# [EXTRACT]
Alternative Dispute Resolution (ADR) and corporate ADR policies are no longer a novel idea. The International Institute for Conflict Preservation and Resolution (CPR) reports that nearly 50% of large US corporations are now using ADR as their main dispute resolution vehicle. Reasons for its growing popularity include cost savings and greater efficiency compared with traditional litigation; increased privacy; and increased opportunities for preserving otherwise valuable business relationships despite the presence of a dispute. 

What’s less clear is whether such increasingly common ADR policies are maximally effective. The answer is not always straightforward. A successful ADR policy depends not only on its design, but also on its implementation and adoption by all key institutional players – from the executive to staff level. There are real risks here: ineffective ADR policies may be abandoned or ignored, while  ill-conceived policies can cost companies as much as, or even more than, traditional litigation, from both the financial and business opportunity perspectives.

Ensuring the success of a well-designed ADR policy

The success of an ADR policy is strongly correlated with the degree of commitment undertaken at all levels of an organization, not just the legal department. Senior executives, management and even staff must adopt the concept of ADR as the default option, even in cases in which there would be a good chance of winning in court. We often imagine ADR as a solution when in the position of a respondent. However, when enforcing rights with a strong case, a company is much more likely to take a bullish position and encourage litigation. Such a position of strength is a critical juncture at which an ADR policy should be respected and applied for the long-term benefits to come to fruition. 

Another consideration is when the ADR policy is the alternative or the modus operandi. For companies with a mandatory ADR policy, it’s crucial to avoid unnecessary carve-outs to an otherwise required policy. Certainly, different forums for dispute resolution are necessary for a limited number of circumstances, but it’s important to adhere closely to those limitations and ensure that the team is committed to ADR in most, if not all, cases.

# [ENTRIES PROVIDED]
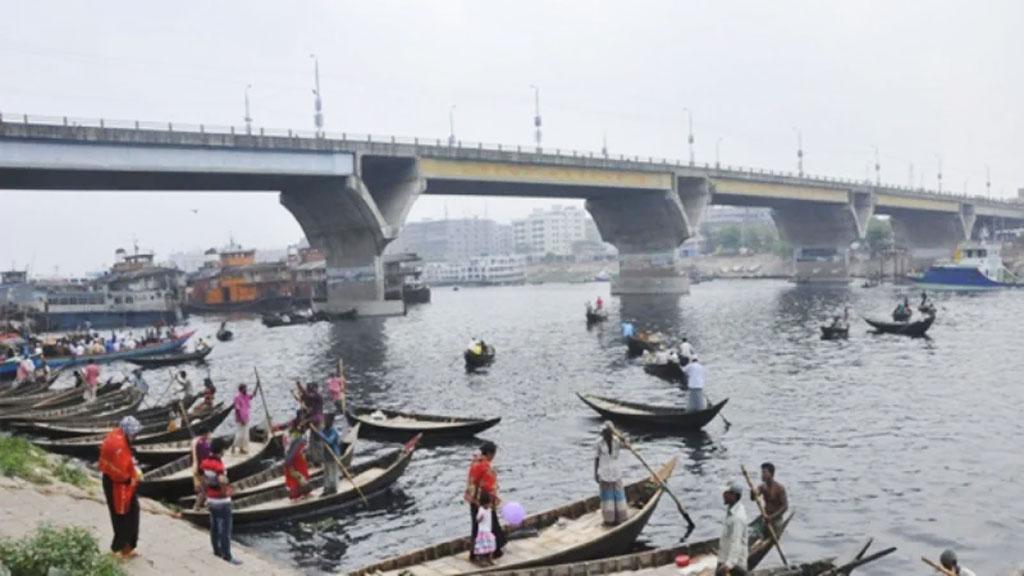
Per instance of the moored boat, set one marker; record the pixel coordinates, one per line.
(566, 534)
(647, 416)
(391, 424)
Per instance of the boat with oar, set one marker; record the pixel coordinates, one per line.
(574, 532)
(391, 424)
(701, 560)
(914, 329)
(173, 359)
(363, 480)
(87, 447)
(484, 358)
(8, 368)
(273, 477)
(647, 416)
(174, 480)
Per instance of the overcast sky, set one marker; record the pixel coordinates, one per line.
(915, 79)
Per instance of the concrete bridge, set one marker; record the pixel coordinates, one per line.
(351, 194)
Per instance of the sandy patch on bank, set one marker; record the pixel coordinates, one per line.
(167, 544)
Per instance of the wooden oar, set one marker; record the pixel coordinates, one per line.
(344, 470)
(938, 567)
(682, 509)
(771, 530)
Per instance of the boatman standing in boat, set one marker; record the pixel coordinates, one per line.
(695, 381)
(732, 545)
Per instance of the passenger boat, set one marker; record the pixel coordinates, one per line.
(9, 367)
(915, 329)
(474, 361)
(273, 477)
(174, 480)
(975, 265)
(647, 416)
(571, 533)
(164, 360)
(391, 424)
(702, 560)
(372, 477)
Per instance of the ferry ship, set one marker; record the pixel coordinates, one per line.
(134, 292)
(976, 265)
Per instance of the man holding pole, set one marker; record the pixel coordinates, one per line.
(733, 544)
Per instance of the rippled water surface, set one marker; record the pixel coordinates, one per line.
(915, 443)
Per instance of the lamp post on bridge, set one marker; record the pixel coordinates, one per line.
(537, 115)
(317, 105)
(689, 121)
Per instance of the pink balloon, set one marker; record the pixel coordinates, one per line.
(514, 513)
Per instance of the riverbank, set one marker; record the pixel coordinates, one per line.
(167, 544)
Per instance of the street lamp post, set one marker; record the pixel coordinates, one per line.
(689, 121)
(317, 104)
(249, 118)
(537, 115)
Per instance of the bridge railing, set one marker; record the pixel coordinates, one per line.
(459, 146)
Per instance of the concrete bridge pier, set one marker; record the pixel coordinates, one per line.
(821, 234)
(352, 219)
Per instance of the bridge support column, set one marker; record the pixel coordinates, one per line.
(821, 234)
(647, 229)
(352, 225)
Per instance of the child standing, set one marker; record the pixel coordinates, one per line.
(483, 547)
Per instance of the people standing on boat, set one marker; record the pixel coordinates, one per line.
(949, 561)
(120, 480)
(201, 451)
(217, 490)
(482, 479)
(91, 377)
(695, 380)
(332, 442)
(608, 476)
(775, 499)
(243, 414)
(732, 545)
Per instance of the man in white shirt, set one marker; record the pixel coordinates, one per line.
(732, 545)
(695, 381)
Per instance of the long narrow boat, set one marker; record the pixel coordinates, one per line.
(702, 560)
(645, 415)
(8, 368)
(273, 477)
(391, 424)
(174, 480)
(372, 478)
(914, 329)
(173, 359)
(87, 448)
(571, 533)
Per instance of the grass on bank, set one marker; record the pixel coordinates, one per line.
(68, 551)
(19, 458)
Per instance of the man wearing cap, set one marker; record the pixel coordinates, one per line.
(949, 562)
(732, 545)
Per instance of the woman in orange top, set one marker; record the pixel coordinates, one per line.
(483, 480)
(120, 484)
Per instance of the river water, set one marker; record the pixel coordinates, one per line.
(913, 442)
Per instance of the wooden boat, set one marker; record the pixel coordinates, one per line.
(474, 361)
(87, 448)
(914, 329)
(841, 332)
(163, 360)
(702, 561)
(571, 533)
(273, 477)
(647, 416)
(391, 424)
(174, 480)
(372, 478)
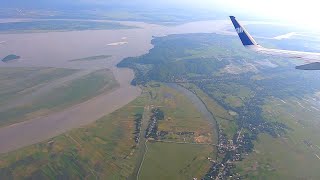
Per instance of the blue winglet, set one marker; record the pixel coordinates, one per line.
(245, 37)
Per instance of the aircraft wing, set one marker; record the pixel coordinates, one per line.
(248, 41)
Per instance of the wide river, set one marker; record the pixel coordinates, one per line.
(55, 49)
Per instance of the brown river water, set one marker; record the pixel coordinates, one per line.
(55, 49)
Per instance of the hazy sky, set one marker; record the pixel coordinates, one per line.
(298, 12)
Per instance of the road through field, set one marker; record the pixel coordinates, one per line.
(56, 49)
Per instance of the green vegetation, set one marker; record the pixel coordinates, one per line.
(92, 58)
(239, 88)
(106, 149)
(103, 150)
(10, 58)
(58, 25)
(175, 161)
(180, 118)
(58, 98)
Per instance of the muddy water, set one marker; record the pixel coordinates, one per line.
(55, 49)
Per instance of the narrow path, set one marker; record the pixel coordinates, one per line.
(142, 146)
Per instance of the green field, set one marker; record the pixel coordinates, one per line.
(106, 149)
(67, 94)
(175, 161)
(100, 150)
(292, 156)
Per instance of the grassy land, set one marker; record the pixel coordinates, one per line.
(292, 156)
(102, 149)
(67, 94)
(172, 160)
(106, 149)
(175, 161)
(225, 119)
(180, 116)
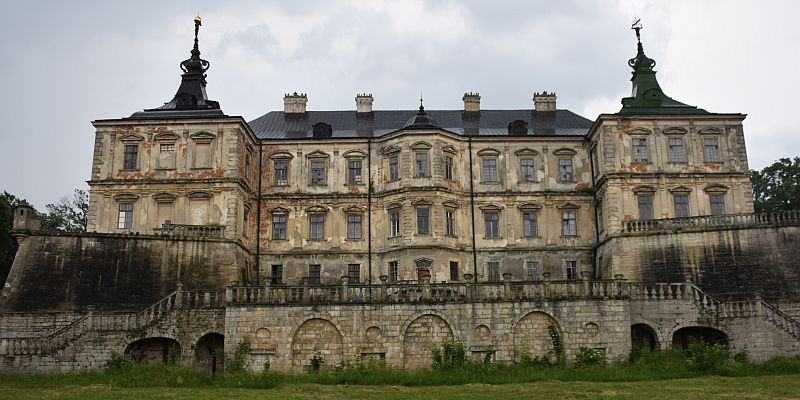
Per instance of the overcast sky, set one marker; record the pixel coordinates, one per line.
(66, 63)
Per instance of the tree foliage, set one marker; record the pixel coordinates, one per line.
(777, 187)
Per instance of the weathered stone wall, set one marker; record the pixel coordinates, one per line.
(403, 334)
(729, 262)
(115, 272)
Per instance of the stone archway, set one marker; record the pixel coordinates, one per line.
(421, 335)
(316, 335)
(531, 335)
(209, 356)
(154, 350)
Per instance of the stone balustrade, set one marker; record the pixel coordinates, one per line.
(780, 218)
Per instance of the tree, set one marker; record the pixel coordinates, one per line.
(8, 245)
(777, 187)
(68, 215)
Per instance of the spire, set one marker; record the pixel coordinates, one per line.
(646, 94)
(191, 94)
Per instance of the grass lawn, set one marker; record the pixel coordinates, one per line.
(709, 387)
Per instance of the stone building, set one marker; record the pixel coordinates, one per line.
(382, 233)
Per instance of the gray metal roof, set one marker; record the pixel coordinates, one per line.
(347, 124)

# [GIVEN PROBLEM]
Return, word for word, the stretch of the ADR article that begins with "Ensuring the success" and ends with "come to fruition.".

# [THE REPLY]
Ensuring the success of a well-designed ADR policy

The success of an ADR policy is strongly correlated with the degree of commitment undertaken at all levels of an organization, not just the legal department. Senior executives, management and even staff must adopt the concept of ADR as the default option, even in cases in which there would be a good chance of winning in court. We often imagine ADR as a solution when in the position of a respondent. However, when enforcing rights with a strong case, a company is much more likely to take a bullish position and encourage litigation. Such a position of strength is a critical juncture at which an ADR policy should be respected and applied for the long-term benefits to come to fruition.